[Passage to read — start]

Companies don’t put all chemical ingredients on the label, the “Right to Know: Exposing Toxic Fragrance Chemicals in Beauty, Personal Care, and Cleaning Products,” a report by the Breast Cancer Prevention Partners or BCPP says.
In addition, companies often don’t tell consumers about fragrance chemicals linked to cancer, hormone disruption, reproductive harm, and respiratory problems.
“BCPP’s report reveals that when we use common beauty and personal care products, we are exposed to a shocking number of unlabeled, unregulated toxic fragrance chemicals without our knowledge or consent,” said Janet Nudelman, director of program and policy at BCPP and director of BCPP's Campaign for Safe Cosmetics.
“Consumers assume that companies have to tell them what is in the products that they use in their homes, on their bodies, and buy for their children,” said Kara Cook-Schultz, U.S. PIRG toxic director. “But this report shows that companies are actually not telling consumers about most of these chemicals. That has to end.”
A U.S. federal labeling loophole and an unregulated $70 billion global fragrance industry allow dozens – sometimes even hundreds – of chemicals to hide under the word “fragrance” on the product labels of beauty, personal care, and cleaning products.
One in four of 338 fragrance chemicals tested for the report were linked to serious, chronic health effects. BCPP's Campaign for Safe Cosmetics and more than 20 organizations and safe cosmetic companies from around the country selected 32 beauty, personal care, and cleaning products for testing.

[Passage to read — finish]
[Provided data — start]

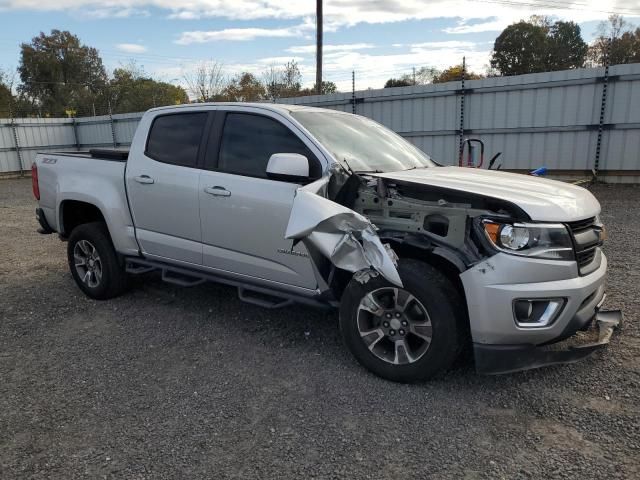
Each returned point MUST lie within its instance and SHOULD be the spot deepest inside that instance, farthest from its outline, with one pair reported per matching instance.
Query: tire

[Provided data — finish]

[Set of tasks]:
1 - Summarize the passage on unlabeled fragrance chemicals in two sentences.
2 - Output a section of the passage on unlabeled fragrance chemicals word for word, starting at "In addition, companies" and ending at "for Safe Cosmetics.".
3 - Pick up the passage on unlabeled fragrance chemicals where it stops, and continue it.

[Response list]:
1 - A Breast Cancer Prevention Partners report finds that companies leave many chemical ingredients off product labels and often fail to tell consumers about fragrance chemicals linked to cancer, hormone disruption, reproductive harm, and respiratory problems. A U.S. federal labeling loophole and an unregulated global fragrance industry let dozens or even hundreds of chemicals hide under the word "fragrance," and one in four of the 338 fragrance chemicals tested for the report were linked to serious, chronic health effects.

2 -
In addition, companies often don’t tell consumers about fragrance chemicals linked to cancer, hormone disruption, reproductive harm, and respiratory problems.
“BCPP’s report reveals that when we use common beauty and personal care products, we are exposed to a shocking number of unlabeled, unregulated toxic fragrance chemicals without our knowledge or consent,” said Janet Nudelman, director of program and policy at BCPP and director of BCPP's Campaign for Safe Cosmetics.

3 -
No U.S. state or federal law regulates the safety of fragrance chemicals or requires the disclosure of fragrance ingredients to consumers, manufacturers, or regulatory agencies. The 80-year-old federal Food, Drug, and Cosmetic Act give the FDA only minimal authority to oversee the $84 billion cosmetics industry.
Last week, U.S. Rep. Jan Schakowsky, D.-Illinois, introduced the Safe Cosmetics and Personal Care Products Act of 2018, which calls for full fragrance ingredient disclosure to consumers, manufacturers, and the FDA.
“This new report shows that we urgently need more transparency and better regulation of beauty and personal care products and the fragrances they contain,” said Schakowsky.
Her bill requires full fragrance disclosure and would ban toxic ingredients including carcinogens in personal care products.
“Consumers and workers have been at risk for too long because of secret chemicals in the products they use every day,” she said.